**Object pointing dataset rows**
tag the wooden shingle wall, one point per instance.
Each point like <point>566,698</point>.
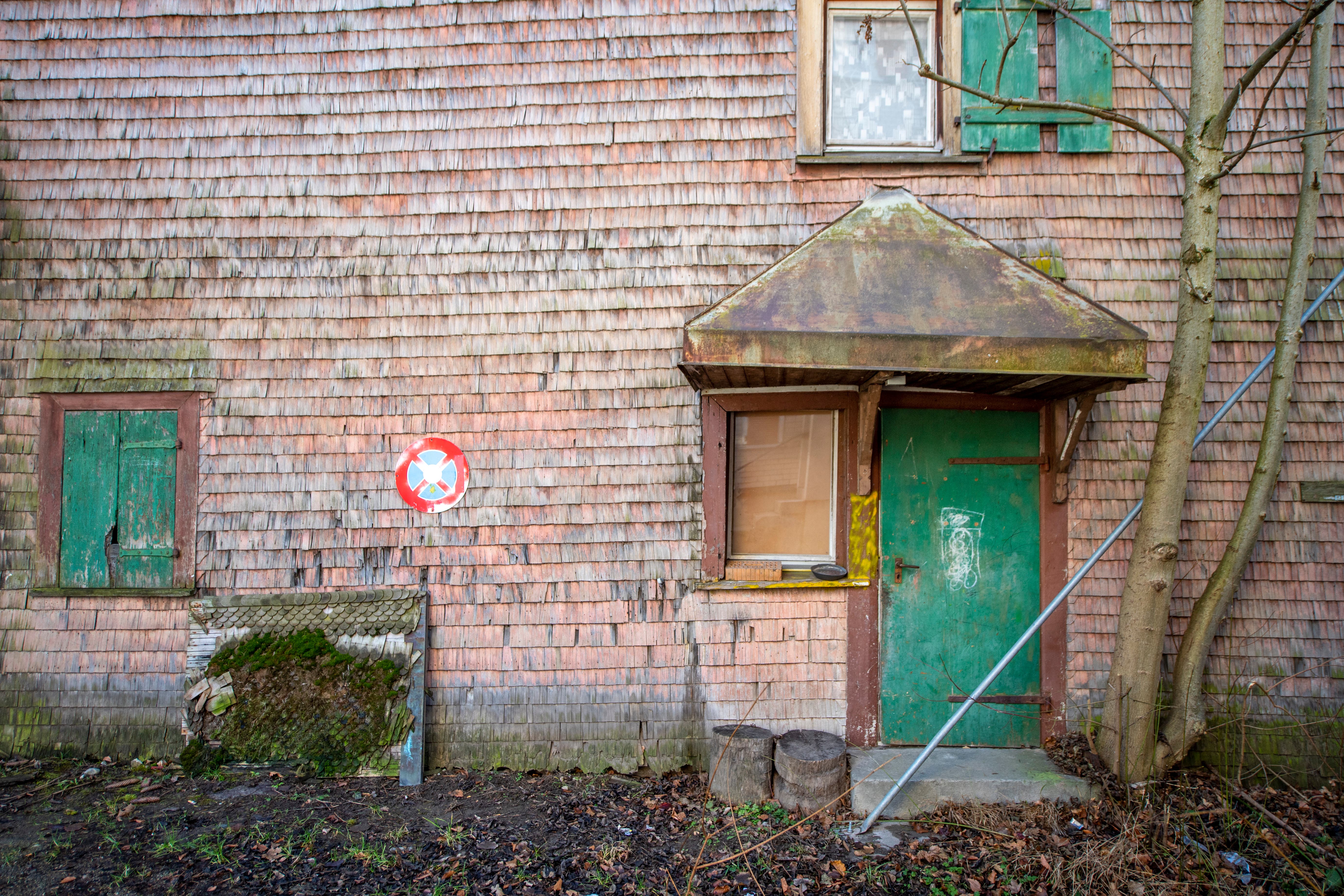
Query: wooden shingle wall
<point>362,222</point>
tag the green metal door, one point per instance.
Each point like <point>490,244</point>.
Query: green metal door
<point>974,530</point>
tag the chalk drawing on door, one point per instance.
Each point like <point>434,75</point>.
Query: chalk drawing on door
<point>960,546</point>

**Directions for this task**
Can you change "one point per instance" to "one point for each instance" throughout the data above, leave everything else as it is, and omit the pictures from your version?

**Solved problem**
tag the wooden shingle wall, one point for each instance.
Each point like <point>566,698</point>.
Query: wooden shingle wall
<point>362,222</point>
tag the green metal door, one point for each instance.
Each point like <point>490,244</point>.
Query: green metal door
<point>974,530</point>
tag the chalk drawing on door, one point for each instance.
Each point like <point>434,75</point>.
Query: chalk drawing on door
<point>960,546</point>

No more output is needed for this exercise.